■ PROVIDED PASSAGE ■
2024-04-04 Thread Richard Sandiford
GCC 14 adds the header file arm_neon_sve_bridge.h to help interface
SVE and Advanced SIMD code.  One of the defined idioms is:

  svset_neonq (svundef_TYPE (), advsimd_vector)

which simply reinterprets advsimd_vector as an SVE vector without
regard for what's in the upper bits.

GCC was failing to recognise this idiom, which was likely to
significantly hamper adoption.

There is (AFAIK) no good way of representing an extension with
undefined bits in gimple.  We could add an internal-only builtin
to represent it, but the current framework makes that somewhat
awkward.  It also doesn't seem very forward-looking.

This patch instead goes for the simpler approach of recognising
undefined arguments at expansion time.

Tested on aarch64-linux-gnu & pushed.

Richard


gcc/
PR target/114577
* config/aarch64/aarch64-sve-builtins.h (aarch64_sve::lookup_fndecl):
Declare.
* config/aarch64/aarch64-sve-builtins.cc (aarch64_sve::lookup_fndecl):
New function.
* config/aarch64/aarch64-sve-builtins-base.cc (is_undef): Likewise.
(svset_neonq_impl::expand): Optimise expansions whose first argument
is undefined.

gcc/testsuite/
PR target/114577
* gcc.target/aarch64/sve/acle/general/pr114577_1.c: New test.
* gcc.target/aarch64/sve/acle/general/pr114577_2.c: Likewise.
---
 .../aarch64/aarch64-sve-builtins-base.cc  | 27 ++
 gcc/config/aarch64/aarch64-sve-builtins.cc| 16 
 gcc/config/aarch64/aarch64-sve-builtins.h |  1 +
 .../aarch64/sve/acle/general/pr114577_1.c | 94 +++
 .../aarch64/sve/acle/general/pr114577_2.c | 46 +
 5 files changed, 184 insertions(+)

■ GIVEN TASK 1 ■
According to the GCC patch message, which header file does GCC 14 add to help interface SVE and Advanced SIMD code?
■ GIVEN TASK 2 ■
Condense the paragraph of the GCC patch message that begins "There is (AFAIK) no good way" into two shorter sentences, keeping its main facts.
■ GIVEN TASK 3 ■
Continue the GCC patch message from the point where it stops.

■ COLLECTED MATERIAL ■
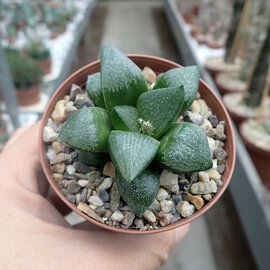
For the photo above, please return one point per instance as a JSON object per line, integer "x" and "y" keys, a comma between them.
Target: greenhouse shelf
{"x": 63, "y": 51}
{"x": 246, "y": 187}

■ TASK RESPONSE 1 ■
arm_neon_sve_bridge.h

■ TASK RESPONSE 2 ■
As far as the writer knows, gimple has no good way to represent an extension with undefined bits. An internal-only builtin could do it, but the current framework makes that somewhat awkward and it doesn't seem very forward-looking.

■ TASK RESPONSE 3 ■
 create mode 100644 
gcc/testsuite/gcc.target/aarch64/sve/acle/general/pr114577_1.c
 create mode 100644 
gcc/testsuite/gcc.target/aarch64/sve/acle/general/pr114577_2.c

diff --git a/gcc/config/aarch64/aarch64-sve-builtins-base.cc 
b/gcc/config/aarch64/aarch64-sve-builtins-base.cc
index a8c3f84a70b..257ca5bf6ad 100644
--- a/gcc/config/aarch64/aarch64-sve-builtins-base.cc
+++ b/gcc/config/aarch64/aarch64-sve-builtins-base.cc
@@ -47,11 +47,31 @@
 #include "aarch64-builtins.h"
 #include "ssa.h"
 #include "gimple-fold.h"
+#include "tree-ssa.h"
 
 using namespace aarch64_sve;
 
 namespace {
 
+/* Return true if VAL is an undefined value.  */
+static bool
+is_undef (tree val)
+{
+  if (TREE_CODE (val) == SSA_NAME)
+{
+  if (ssa_undefined_value_p (val, false))
+   return true;
+
+  gimple *def = SSA_NAME_DEF_STMT (val);
+  if (gcall *call = dyn_cast (def))
+   if (tree fndecl = gimple_call_fndecl (call))
+ if (const function_instance *instance = lookup_fndecl (fndecl))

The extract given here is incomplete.